Exercise
Reproduce the records starting at the line that contains "Target: blue sky" and running to the last line, exactly and in full.

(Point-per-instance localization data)
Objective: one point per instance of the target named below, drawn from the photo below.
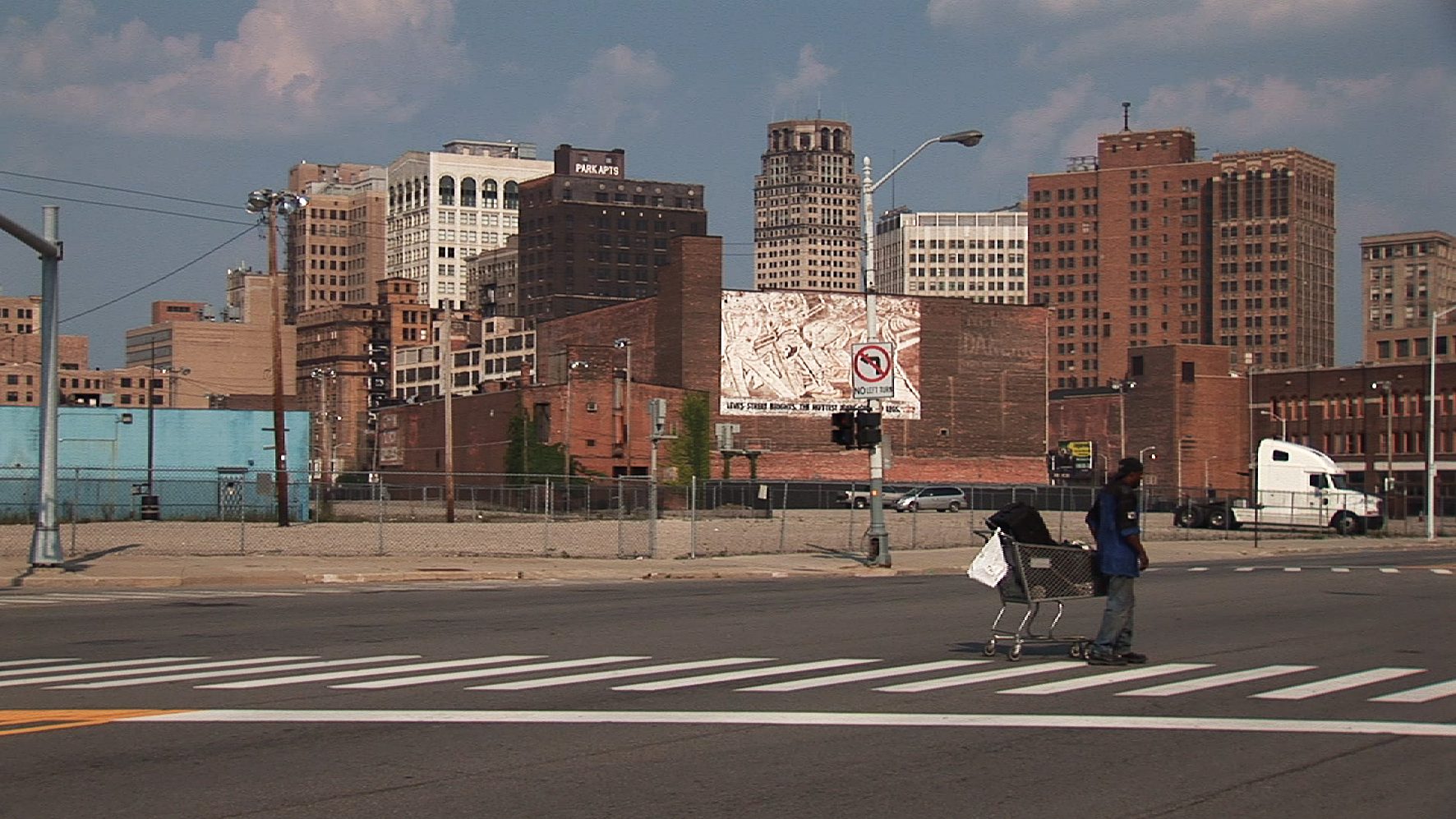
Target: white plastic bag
(990, 564)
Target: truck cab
(1295, 486)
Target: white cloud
(619, 85)
(811, 76)
(294, 67)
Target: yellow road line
(37, 720)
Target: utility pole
(45, 540)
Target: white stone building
(980, 255)
(449, 205)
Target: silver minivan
(938, 498)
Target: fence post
(692, 518)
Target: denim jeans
(1116, 636)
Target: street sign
(873, 370)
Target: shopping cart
(1040, 573)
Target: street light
(1389, 435)
(273, 203)
(626, 403)
(1122, 386)
(1430, 430)
(878, 536)
(1283, 424)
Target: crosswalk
(741, 674)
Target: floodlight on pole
(878, 534)
(271, 204)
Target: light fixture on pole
(1283, 424)
(878, 534)
(271, 204)
(1389, 435)
(1430, 430)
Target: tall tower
(805, 207)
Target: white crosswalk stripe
(351, 674)
(861, 675)
(1341, 683)
(233, 673)
(735, 675)
(980, 677)
(139, 671)
(1423, 694)
(1107, 679)
(1216, 681)
(477, 674)
(615, 674)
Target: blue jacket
(1114, 517)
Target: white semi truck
(1293, 486)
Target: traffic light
(843, 430)
(867, 430)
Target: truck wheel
(1188, 517)
(1347, 524)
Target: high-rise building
(805, 209)
(977, 256)
(1405, 275)
(1146, 245)
(337, 242)
(452, 204)
(592, 236)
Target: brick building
(592, 236)
(1404, 275)
(1146, 245)
(980, 415)
(335, 252)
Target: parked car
(859, 498)
(938, 498)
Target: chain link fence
(235, 513)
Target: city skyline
(207, 104)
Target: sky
(203, 102)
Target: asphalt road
(1271, 692)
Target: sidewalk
(137, 569)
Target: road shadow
(77, 564)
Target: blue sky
(209, 101)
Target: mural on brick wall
(786, 352)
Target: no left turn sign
(873, 370)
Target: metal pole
(45, 540)
(447, 377)
(280, 430)
(1430, 431)
(877, 533)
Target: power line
(128, 294)
(121, 207)
(117, 190)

Answer section
Target: blue sky
(209, 101)
Target: mural on brick wall
(786, 352)
Target: no left turn sign
(873, 370)
Target: metal pole
(45, 540)
(447, 377)
(280, 430)
(1430, 431)
(877, 533)
Target: power line
(128, 294)
(121, 207)
(117, 190)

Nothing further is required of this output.